**Objetivo**
Relate todas as linhas das entradas abaixo que contêm a palavra "keypoint", copiando cada uma delas integralmente.
═══ Entradas fornecidas ═══
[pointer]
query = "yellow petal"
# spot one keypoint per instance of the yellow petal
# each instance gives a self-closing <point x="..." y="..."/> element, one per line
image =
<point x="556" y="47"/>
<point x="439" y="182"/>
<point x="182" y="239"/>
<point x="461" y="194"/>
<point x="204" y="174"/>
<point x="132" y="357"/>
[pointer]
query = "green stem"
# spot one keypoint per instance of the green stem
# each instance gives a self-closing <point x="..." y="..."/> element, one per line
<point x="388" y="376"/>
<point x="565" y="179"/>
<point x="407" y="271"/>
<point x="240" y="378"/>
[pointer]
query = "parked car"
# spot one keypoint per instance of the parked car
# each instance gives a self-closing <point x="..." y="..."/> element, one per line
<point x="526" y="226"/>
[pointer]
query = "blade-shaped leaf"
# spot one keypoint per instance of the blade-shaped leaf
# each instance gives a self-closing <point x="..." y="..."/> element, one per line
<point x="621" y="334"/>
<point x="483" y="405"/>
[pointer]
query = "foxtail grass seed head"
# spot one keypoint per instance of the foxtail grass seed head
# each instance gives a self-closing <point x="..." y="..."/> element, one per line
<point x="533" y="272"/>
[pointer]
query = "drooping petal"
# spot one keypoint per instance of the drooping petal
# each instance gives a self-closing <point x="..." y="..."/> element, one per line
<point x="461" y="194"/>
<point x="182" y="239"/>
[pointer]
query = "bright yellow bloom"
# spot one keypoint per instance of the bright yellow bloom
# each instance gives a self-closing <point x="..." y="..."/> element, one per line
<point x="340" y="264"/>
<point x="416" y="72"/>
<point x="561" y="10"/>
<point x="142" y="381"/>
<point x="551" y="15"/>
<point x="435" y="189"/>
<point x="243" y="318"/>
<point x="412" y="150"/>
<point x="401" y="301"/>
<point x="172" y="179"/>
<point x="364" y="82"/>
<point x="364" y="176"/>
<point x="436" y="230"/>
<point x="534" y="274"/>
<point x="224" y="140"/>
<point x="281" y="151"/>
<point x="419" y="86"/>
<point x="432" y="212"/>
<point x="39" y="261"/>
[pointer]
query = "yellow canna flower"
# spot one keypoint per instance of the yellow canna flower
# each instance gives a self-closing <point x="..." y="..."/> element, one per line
═══
**Exercício resolvido**
# spot one keypoint per instance of the yellow petal
# spot one keypoint per instance of the green stem
# spot one keypoint per instance of the parked car
# spot one keypoint per instance of the blade-shaped leaf
# spot one keypoint per instance of the foxtail grass seed head
# spot one keypoint per instance of the drooping petal
# spot one keypoint per instance of the bright yellow bloom
# spot one keypoint per instance of the yellow canna flower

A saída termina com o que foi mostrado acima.